====== Source records ======

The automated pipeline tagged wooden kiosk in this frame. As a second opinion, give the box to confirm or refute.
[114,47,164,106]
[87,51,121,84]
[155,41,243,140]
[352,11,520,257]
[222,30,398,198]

======

Rewrite the listing with "wooden kiosk" changed to "metal kiosk" and everything else left as it is.

The automated pipeline tagged metal kiosk in this frame. As a second opinion, give the box to confirm or refute.
[114,47,164,106]
[87,51,121,84]
[155,41,243,140]
[352,11,520,257]
[222,30,398,198]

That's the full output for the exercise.